Your objective ▸ Reproduce the entries exactly.

start

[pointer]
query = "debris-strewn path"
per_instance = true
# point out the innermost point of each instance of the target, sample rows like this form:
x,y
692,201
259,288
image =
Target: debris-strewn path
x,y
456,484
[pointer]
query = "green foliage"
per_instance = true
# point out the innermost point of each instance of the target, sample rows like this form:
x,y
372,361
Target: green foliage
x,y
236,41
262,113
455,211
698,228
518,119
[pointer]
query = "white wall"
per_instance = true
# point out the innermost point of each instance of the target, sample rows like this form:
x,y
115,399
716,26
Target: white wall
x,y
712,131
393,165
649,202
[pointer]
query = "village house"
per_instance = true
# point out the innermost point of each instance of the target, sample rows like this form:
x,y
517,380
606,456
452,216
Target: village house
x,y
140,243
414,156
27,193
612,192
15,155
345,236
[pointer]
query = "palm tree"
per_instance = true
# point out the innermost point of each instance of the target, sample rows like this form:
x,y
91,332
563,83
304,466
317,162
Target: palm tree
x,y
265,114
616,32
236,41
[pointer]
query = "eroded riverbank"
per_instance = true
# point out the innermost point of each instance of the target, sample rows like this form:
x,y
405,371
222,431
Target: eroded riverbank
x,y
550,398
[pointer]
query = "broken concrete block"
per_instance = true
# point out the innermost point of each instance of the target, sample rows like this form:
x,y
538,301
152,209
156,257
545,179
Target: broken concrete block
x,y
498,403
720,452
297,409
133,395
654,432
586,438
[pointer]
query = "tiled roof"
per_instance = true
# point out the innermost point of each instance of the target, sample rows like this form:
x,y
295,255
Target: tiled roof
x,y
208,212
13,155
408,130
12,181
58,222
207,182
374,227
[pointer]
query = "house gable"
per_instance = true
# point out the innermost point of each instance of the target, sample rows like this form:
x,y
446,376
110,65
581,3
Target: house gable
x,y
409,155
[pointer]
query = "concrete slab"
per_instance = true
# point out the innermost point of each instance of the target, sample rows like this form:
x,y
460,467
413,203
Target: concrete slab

end

Expected answer ▸
[pointer]
query = "debris-strewn path"
per_instance = true
# point out the innermost point of each instance of the target, sample rows like this form:
x,y
692,201
259,288
image =
Target: debris-strewn path
x,y
456,484
[pointer]
query = "green foliage"
per_instance = true
# point out the innermost point of each instance of the target, sample rows like this form:
x,y
372,361
Target: green foliage
x,y
236,41
262,113
455,211
698,228
518,119
[pointer]
query = "white wall"
per_instance = true
# point out the innermost point of each instance of the target, sample rows like this form:
x,y
115,399
716,26
Target: white wall
x,y
712,131
393,165
649,202
[pointer]
query = "village house"
per_instance = true
# point out the innermost point of each instance of the target, sample rows like this form:
x,y
517,380
606,456
452,216
Target: village house
x,y
140,243
414,156
27,193
612,192
15,155
345,236
[pointer]
query = "palm tree"
per_instance = true
# point out the innermost point of each instance of the target, sample rows like this form:
x,y
91,332
563,83
304,466
317,162
Target: palm tree
x,y
265,114
616,32
236,41
[pointer]
query = "eroded riverbank"
per_instance = true
# point out the innermost point of each instance of the target, sample rows like this form:
x,y
405,371
222,431
Target: eroded riverbank
x,y
550,398
[pointer]
query = "broken concrete block"
per_instance = true
# point out the innermost point of each instance of the target, sample rows like this form:
x,y
538,301
152,209
156,257
545,179
Target: broken concrete block
x,y
498,403
720,452
297,409
133,395
654,432
586,438
[pointer]
query = "tiled roof"
per_instance = true
# point out the innermost point of each instance of the target, sample rows like this form:
x,y
295,255
Target: tiled roof
x,y
208,212
13,155
408,130
12,181
58,222
207,182
374,227
[pointer]
query = "house gable"
per_instance = true
# point out the innermost point of each instance of the target, sample rows like this form:
x,y
446,376
110,65
581,3
Target: house gable
x,y
409,155
[pointer]
query = "concrete slab"
per_instance = true
# point out the innermost point of each instance of the target, sample rows like this form:
x,y
460,467
413,203
Target: concrete slab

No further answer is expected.